Data for the task =
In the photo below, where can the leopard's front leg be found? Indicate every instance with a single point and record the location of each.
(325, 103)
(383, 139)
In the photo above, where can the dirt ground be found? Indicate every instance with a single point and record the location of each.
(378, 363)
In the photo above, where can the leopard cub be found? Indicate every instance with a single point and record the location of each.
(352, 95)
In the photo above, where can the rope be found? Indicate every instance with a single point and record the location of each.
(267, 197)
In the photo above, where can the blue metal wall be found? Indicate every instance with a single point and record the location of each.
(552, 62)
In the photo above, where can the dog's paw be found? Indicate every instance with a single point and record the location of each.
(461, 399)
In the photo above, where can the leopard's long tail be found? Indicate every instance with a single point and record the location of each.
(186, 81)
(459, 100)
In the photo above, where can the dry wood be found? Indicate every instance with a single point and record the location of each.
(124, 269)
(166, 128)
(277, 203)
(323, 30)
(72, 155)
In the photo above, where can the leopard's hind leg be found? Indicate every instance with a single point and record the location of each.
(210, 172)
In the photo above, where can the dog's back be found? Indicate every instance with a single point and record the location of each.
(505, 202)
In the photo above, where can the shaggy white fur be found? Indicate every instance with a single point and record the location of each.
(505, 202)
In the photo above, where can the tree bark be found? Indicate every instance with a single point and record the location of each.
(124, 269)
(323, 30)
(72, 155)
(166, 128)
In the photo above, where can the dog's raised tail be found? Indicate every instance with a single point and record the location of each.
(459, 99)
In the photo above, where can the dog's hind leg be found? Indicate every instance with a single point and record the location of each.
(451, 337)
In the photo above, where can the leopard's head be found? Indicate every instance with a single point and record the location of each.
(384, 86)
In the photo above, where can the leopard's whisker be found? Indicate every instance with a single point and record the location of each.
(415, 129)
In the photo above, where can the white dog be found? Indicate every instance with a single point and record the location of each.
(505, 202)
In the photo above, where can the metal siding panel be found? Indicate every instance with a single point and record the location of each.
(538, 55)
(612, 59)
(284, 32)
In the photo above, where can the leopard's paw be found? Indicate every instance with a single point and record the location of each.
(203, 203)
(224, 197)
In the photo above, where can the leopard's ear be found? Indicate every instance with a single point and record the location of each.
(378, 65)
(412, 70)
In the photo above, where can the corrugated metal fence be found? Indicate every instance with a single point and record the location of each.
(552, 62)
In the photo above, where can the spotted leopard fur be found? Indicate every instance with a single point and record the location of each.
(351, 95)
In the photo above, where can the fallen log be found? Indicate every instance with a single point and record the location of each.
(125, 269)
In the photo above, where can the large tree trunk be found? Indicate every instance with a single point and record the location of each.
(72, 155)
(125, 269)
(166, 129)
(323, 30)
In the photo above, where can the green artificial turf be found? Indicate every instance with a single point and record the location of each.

Prompt =
Render the stretch of the data from the line containing "In the photo above, where can the spotted" through the end of the data as a Markdown table with the columns Row and Line, numbering each line under Row and leaving out blank lines.

Task result =
| Row | Line |
|---|---|
| 1 | In the photo above, where can the spotted leopard fur be found? Indicate every instance with a single point and record the location of each. |
| 2 | (351, 95) |
| 3 | In the photo above, where can the fallen log be found? Indicate every instance with a single point and record the location of each. |
| 4 | (125, 269) |
| 5 | In the photo above, where can the large tree trunk be found? Indicate every instance with a single point and record the location of each. |
| 6 | (72, 155) |
| 7 | (125, 269) |
| 8 | (166, 129) |
| 9 | (323, 30) |
| 10 | In the photo above, where can the green artificial turf be found? Indicate every instance with a single point and record the location of each. |